(Data extracted from a collection)

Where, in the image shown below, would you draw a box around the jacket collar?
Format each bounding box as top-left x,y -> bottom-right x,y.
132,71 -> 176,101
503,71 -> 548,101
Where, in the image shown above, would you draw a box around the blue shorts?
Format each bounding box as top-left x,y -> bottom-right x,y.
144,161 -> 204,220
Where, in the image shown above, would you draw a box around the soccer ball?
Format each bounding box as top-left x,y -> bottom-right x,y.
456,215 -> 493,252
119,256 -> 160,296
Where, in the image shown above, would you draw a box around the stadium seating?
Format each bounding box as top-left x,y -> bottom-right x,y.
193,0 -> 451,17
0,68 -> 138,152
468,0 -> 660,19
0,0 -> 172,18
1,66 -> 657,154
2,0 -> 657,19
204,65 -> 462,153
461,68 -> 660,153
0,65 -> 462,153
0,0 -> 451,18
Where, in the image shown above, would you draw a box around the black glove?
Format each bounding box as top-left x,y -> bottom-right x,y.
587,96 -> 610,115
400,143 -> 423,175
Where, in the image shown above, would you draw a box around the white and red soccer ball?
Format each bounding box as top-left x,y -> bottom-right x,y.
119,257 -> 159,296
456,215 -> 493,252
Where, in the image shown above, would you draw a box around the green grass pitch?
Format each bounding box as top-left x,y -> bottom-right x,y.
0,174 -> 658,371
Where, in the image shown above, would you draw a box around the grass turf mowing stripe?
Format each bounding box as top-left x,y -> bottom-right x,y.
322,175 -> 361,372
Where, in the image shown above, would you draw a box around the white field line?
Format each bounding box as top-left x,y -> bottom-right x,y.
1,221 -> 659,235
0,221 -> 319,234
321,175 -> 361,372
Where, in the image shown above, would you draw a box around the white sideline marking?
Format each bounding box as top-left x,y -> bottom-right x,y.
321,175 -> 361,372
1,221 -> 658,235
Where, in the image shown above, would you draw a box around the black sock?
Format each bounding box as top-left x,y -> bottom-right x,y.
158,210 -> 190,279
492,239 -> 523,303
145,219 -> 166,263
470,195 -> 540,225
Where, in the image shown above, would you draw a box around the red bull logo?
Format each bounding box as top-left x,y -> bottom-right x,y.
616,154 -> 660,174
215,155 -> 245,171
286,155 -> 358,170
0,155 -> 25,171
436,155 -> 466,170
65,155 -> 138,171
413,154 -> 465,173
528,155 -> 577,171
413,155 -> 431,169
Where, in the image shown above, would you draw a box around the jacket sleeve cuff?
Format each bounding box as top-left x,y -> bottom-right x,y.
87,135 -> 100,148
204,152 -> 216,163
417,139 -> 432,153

* [What the task requires]
Search the records for the string "soccer" and, wherever a line contains it, please copy that line.

* [Reply to the task]
Where, in the image shown above, would you draw a box around the soccer ball?
Where, in the image shown above, would you draw a box around the white and red soccer ball?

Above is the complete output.